* **TASK INSTRUCTIONS**
1. Answer these about the book review:
(a) How many people were in the reading group?
(b) What name was given to the government-financed infrastructure approach of the 19th-century US?
(c) How many "notional" dollars does the review say circulate with no oversight?
2. Write out the part of the book review from "Others in our" up to and including "tiny few people.", word for word.

* **ARTICLE**

═══

Our reading group of six agreed that we might not have made it through the tough parts, but for our weekly discussions about it.
Brown does her best to add a little play and sparkle with the Wizard of Oz parallels, and she dramatically frames some of the epic battles in the millenary struggle to control the medium of exchange. Murder, war and intrigue helped carry us through the insanity of derivatives and hedge funds. She lays out, nice and clearly how banks in the Renaissance naturally started creating ‘money’ as ‘bills of credit’ supposedly based on gold in the vault, when in reality there was hardly ever enough gold to back the public’s need for money.
Here are my two biggest takeaways that made me grateful for the book: What made the US great and beloved in the 19th century was government-financed infrastructure that gave entrepreneurs the economic space to build new technologies and products competitively. It was called the American system, as opposed to the extractive British colonial system. Around the world countries aspiring to move from feudalism to democracy have copied our prototype, even China today. So sad that we have abandoned it and our government now does all it can to thwart such efforts everywhere.
My second discovery is the shocking contrast between the amount of dollars actually in circulation (all together 29 trillion) and the 700 (seven hundred) trillion "notional" dollars that circulate with no oversight in ‘hedge funds’ and ‘derivatives’ extracting resources and imposing trauma. "Notional" dollars is a thing!
Others in our reading group were most impressed with Brown’s strong, clear argument that bank-credit money is the source of extreme inequality and concentration of power into the hands of a tiny few people.

═══

* **MATERIAL**
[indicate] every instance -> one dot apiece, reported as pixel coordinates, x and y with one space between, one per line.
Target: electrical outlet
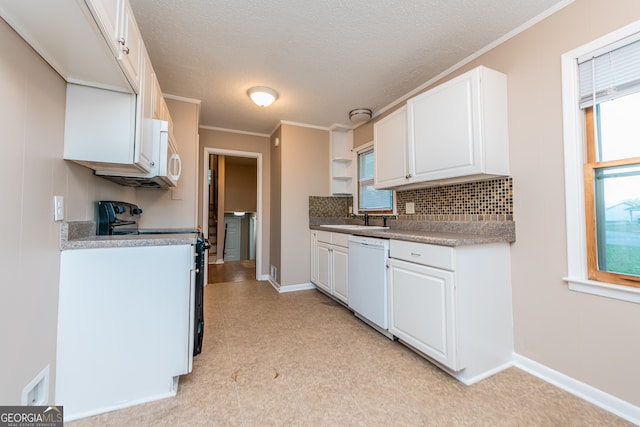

═══

* **RESULTS**
1.
(a) Six.
(b) The American system.
(c) 700 trillion.

2.
Others in our reading group were most impressed with Brown’s strong, clear argument that bank-credit money is the source of extreme inequality and concentration of power into the hands of a tiny few people.